=== Given data ===

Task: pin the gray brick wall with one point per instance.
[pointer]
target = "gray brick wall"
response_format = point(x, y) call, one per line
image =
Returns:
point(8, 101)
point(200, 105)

===

**What you should do**: The response has to give back every record verbatim.

**Task output**:
Task: pin the gray brick wall with one point per instance.
[pointer]
target = "gray brick wall"
response_format = point(x, y) call, one per line
image =
Returns:
point(8, 101)
point(200, 105)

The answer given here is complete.